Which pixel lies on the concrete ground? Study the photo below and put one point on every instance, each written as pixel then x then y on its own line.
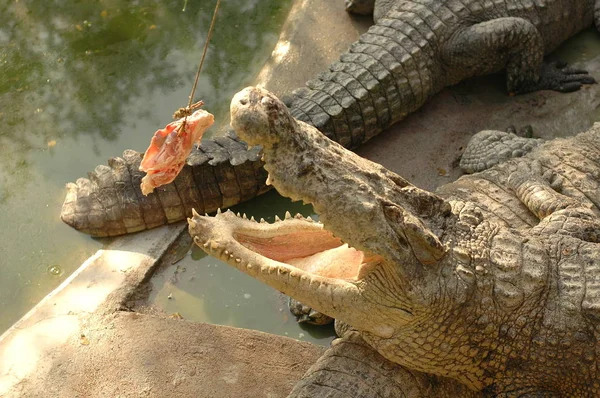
pixel 78 342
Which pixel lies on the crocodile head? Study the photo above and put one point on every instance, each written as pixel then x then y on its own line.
pixel 374 256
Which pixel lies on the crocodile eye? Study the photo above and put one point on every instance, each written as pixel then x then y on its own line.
pixel 267 102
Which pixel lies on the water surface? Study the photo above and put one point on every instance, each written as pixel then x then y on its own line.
pixel 81 82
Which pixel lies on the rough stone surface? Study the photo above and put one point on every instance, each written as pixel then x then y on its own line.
pixel 414 50
pixel 132 355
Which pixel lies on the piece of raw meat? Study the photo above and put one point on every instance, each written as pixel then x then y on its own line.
pixel 165 157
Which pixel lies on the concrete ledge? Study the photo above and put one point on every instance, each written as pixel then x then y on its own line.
pixel 134 355
pixel 29 346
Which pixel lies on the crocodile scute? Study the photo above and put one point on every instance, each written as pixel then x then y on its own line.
pixel 414 50
pixel 488 287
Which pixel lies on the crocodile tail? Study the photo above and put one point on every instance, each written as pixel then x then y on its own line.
pixel 220 173
pixel 388 73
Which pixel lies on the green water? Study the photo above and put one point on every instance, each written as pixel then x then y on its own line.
pixel 202 288
pixel 80 82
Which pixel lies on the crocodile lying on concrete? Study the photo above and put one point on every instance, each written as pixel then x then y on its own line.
pixel 415 49
pixel 490 287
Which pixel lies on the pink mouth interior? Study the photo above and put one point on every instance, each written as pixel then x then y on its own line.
pixel 319 253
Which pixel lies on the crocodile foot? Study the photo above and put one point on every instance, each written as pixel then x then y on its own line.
pixel 558 77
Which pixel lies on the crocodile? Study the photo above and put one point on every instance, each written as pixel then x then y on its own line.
pixel 414 49
pixel 488 287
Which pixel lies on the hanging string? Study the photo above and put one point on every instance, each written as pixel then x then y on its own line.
pixel 188 110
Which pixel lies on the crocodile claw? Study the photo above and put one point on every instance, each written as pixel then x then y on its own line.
pixel 558 77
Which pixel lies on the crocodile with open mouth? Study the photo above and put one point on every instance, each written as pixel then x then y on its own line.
pixel 489 287
pixel 415 49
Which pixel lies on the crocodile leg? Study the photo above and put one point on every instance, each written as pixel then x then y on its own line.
pixel 597 14
pixel 515 44
pixel 490 147
pixel 351 368
pixel 559 214
pixel 360 7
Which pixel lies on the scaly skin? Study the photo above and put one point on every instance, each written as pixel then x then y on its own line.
pixel 220 173
pixel 490 285
pixel 415 49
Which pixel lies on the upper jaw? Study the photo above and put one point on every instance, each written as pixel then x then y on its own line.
pixel 359 201
pixel 282 256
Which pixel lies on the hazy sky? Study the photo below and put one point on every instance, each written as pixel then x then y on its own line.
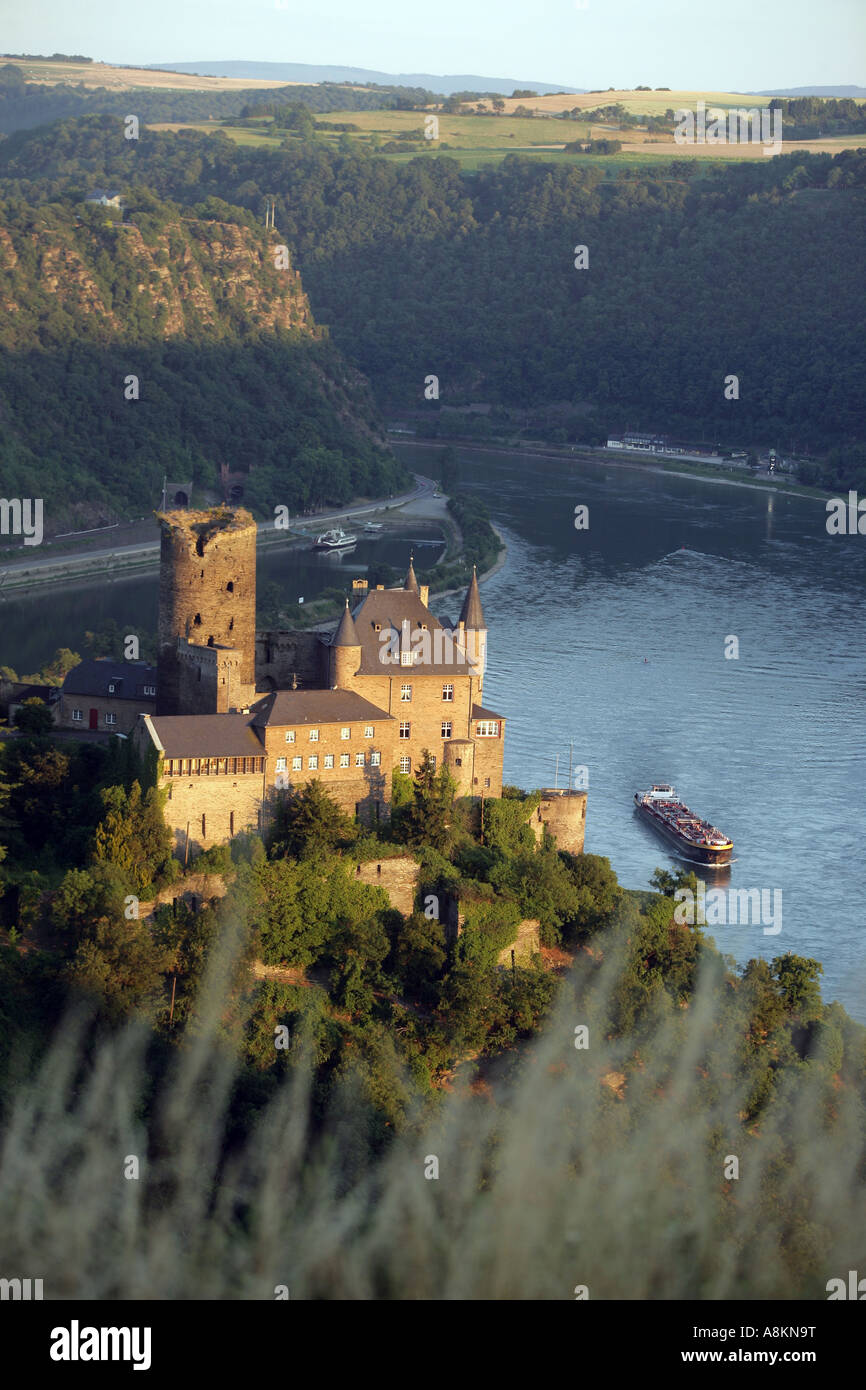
pixel 733 45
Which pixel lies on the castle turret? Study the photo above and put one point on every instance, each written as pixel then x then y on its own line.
pixel 207 594
pixel 345 655
pixel 412 584
pixel 471 634
pixel 471 616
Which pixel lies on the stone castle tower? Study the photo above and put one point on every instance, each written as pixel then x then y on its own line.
pixel 206 655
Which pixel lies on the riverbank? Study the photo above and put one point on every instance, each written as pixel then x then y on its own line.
pixel 708 471
pixel 75 563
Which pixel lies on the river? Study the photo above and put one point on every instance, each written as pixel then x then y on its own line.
pixel 613 638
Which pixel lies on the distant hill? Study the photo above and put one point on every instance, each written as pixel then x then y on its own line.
pixel 838 92
pixel 334 72
pixel 170 344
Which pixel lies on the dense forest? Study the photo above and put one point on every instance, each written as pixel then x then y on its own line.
pixel 170 344
pixel 367 1012
pixel 691 274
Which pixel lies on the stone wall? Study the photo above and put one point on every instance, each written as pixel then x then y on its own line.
pixel 399 879
pixel 217 799
pixel 282 656
pixel 193 888
pixel 124 710
pixel 565 815
pixel 207 592
pixel 526 944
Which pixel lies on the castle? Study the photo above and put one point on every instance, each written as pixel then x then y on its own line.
pixel 243 715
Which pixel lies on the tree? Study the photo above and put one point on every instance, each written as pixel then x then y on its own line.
pixel 121 966
pixel 428 818
pixel 134 837
pixel 306 822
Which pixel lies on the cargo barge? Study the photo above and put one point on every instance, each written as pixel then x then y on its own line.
pixel 694 838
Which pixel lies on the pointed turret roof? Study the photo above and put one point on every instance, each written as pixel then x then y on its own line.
pixel 346 633
pixel 412 584
pixel 471 615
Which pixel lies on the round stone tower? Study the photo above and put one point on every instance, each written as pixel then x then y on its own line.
pixel 207 592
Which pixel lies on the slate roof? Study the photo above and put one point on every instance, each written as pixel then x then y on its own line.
pixel 480 712
pixel 93 677
pixel 470 613
pixel 289 708
pixel 389 609
pixel 207 736
pixel 345 634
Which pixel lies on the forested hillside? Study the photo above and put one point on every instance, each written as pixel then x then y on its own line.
pixel 692 274
pixel 168 344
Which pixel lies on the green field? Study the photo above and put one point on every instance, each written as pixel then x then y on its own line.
pixel 483 139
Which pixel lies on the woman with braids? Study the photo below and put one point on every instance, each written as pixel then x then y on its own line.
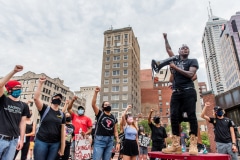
pixel 130 144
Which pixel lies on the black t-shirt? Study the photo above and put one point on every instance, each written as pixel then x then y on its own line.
pixel 50 129
pixel 181 81
pixel 222 129
pixel 105 125
pixel 158 133
pixel 69 133
pixel 11 113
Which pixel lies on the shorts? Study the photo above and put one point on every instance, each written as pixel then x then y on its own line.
pixel 143 150
pixel 31 146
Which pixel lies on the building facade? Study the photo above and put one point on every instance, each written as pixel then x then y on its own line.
pixel 29 81
pixel 120 82
pixel 230 47
pixel 212 54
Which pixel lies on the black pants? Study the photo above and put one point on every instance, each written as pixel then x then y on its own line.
pixel 24 151
pixel 184 101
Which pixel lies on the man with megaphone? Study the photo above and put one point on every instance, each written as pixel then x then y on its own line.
pixel 184 97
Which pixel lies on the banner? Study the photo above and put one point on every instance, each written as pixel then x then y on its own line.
pixel 82 147
pixel 144 141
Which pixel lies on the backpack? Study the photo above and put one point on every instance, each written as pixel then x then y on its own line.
pixel 44 115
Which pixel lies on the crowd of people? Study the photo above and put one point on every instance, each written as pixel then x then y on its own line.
pixel 53 137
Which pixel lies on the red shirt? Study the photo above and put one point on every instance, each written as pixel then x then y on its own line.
pixel 83 122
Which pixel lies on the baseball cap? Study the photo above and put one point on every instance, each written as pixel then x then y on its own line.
pixel 57 94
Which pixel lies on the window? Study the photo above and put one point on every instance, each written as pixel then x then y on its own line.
pixel 107 59
pixel 105 98
pixel 125 57
pixel 125 72
pixel 106 73
pixel 115 105
pixel 125 88
pixel 115 81
pixel 117 44
pixel 105 89
pixel 115 97
pixel 116 73
pixel 108 51
pixel 124 97
pixel 116 65
pixel 125 80
pixel 106 81
pixel 116 58
pixel 117 37
pixel 115 88
pixel 107 66
pixel 124 105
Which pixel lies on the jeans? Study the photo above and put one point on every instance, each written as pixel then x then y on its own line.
pixel 45 151
pixel 226 148
pixel 102 149
pixel 8 148
pixel 184 102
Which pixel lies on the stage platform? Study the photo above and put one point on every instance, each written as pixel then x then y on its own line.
pixel 187 156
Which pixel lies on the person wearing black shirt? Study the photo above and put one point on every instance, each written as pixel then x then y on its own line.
pixel 13 114
pixel 223 129
pixel 106 129
pixel 183 99
pixel 158 133
pixel 50 137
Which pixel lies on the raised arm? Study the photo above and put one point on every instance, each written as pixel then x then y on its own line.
pixel 71 104
pixel 124 114
pixel 203 115
pixel 150 117
pixel 37 94
pixel 5 79
pixel 168 48
pixel 94 100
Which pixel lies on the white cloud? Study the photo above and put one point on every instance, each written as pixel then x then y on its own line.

[Task brief] Write out, word for word, the lines from the one containing "Which pixel lies on the stage" through the end of the records, with no other lines.

[Solution for this exercise]
Which pixel lies on the stage platform? Study the photo above and put one point on every instance, each written as pixel then x then y on its own line.
pixel 187 156
Which pixel lies on the person wearing black shirt? Study the photo above and put one point on every instance, each written as pixel then x then y on its own line.
pixel 13 114
pixel 223 129
pixel 106 129
pixel 183 99
pixel 158 133
pixel 50 137
Which pixel lies on the raised arm? Study the photo above and put one point on every instance, each written as pixel then x then y on its own line.
pixel 71 104
pixel 124 114
pixel 203 115
pixel 150 117
pixel 37 94
pixel 5 79
pixel 168 48
pixel 94 100
Which pixel lies on the white cloud? Study the photo above and put one point on every instance, each written as pixel then x then y on its own line.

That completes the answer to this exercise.